> _Region labeling items_:
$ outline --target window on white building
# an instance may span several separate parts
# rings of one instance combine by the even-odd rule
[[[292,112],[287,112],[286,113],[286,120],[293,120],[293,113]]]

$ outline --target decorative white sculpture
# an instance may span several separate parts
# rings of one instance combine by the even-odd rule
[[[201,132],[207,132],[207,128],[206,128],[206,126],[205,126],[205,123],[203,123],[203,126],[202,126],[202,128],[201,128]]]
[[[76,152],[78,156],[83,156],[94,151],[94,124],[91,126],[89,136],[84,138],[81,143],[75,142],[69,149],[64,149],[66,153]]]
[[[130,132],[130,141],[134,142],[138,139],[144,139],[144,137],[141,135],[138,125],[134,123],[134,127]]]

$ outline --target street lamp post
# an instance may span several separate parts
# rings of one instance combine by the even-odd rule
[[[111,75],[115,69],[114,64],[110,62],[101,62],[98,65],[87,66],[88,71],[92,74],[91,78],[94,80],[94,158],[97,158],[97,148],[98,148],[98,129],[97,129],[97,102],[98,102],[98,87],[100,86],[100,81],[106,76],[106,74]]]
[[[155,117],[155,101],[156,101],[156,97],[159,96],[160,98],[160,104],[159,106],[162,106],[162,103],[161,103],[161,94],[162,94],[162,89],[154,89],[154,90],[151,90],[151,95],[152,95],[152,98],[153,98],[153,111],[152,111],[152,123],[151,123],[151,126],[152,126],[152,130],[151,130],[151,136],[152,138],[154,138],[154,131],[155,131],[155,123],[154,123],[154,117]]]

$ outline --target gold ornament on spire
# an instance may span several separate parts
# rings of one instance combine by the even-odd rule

> _What you are asked to do_: Reproduce all of the data above line for line, changing no character.

> _The answer_:
$ outline --target window on white building
# an instance may span several separate parts
# rings of one instance combine by the even-odd rule
[[[292,112],[287,112],[286,113],[286,120],[293,120],[293,113]]]

$ outline --target decorative white sculpture
# an instance may span several separate parts
# rings of one instance combine by the even-odd rule
[[[201,132],[207,132],[207,128],[206,128],[206,126],[205,126],[205,123],[203,123],[203,126],[202,126],[202,128],[201,128]]]
[[[76,152],[78,156],[83,156],[94,151],[94,124],[91,126],[89,136],[84,138],[81,143],[75,142],[69,149],[64,149],[66,153]]]
[[[130,132],[130,141],[134,142],[138,139],[144,139],[144,137],[141,135],[138,125],[134,123],[134,127]]]

$ outline --target street lamp post
# an instance may span several separate parts
# rings of one instance combine by the even-odd rule
[[[111,75],[115,69],[114,64],[110,62],[101,62],[98,65],[87,66],[88,71],[92,74],[91,78],[94,80],[94,158],[97,158],[97,148],[98,148],[98,129],[97,129],[97,102],[98,102],[98,87],[100,86],[100,81],[106,76],[106,74]]]
[[[155,117],[155,101],[156,101],[156,97],[159,96],[160,98],[160,104],[159,106],[162,106],[162,103],[161,103],[161,94],[162,94],[162,89],[154,89],[154,90],[151,90],[151,95],[152,95],[152,98],[153,98],[153,111],[152,111],[152,123],[151,123],[151,126],[152,126],[152,130],[151,130],[151,136],[152,138],[154,138],[154,131],[155,131],[155,123],[154,123],[154,117]]]

$ outline --target gold ornament on spire
# an instance may span several separate parts
# rings of one instance combine by the even-odd rule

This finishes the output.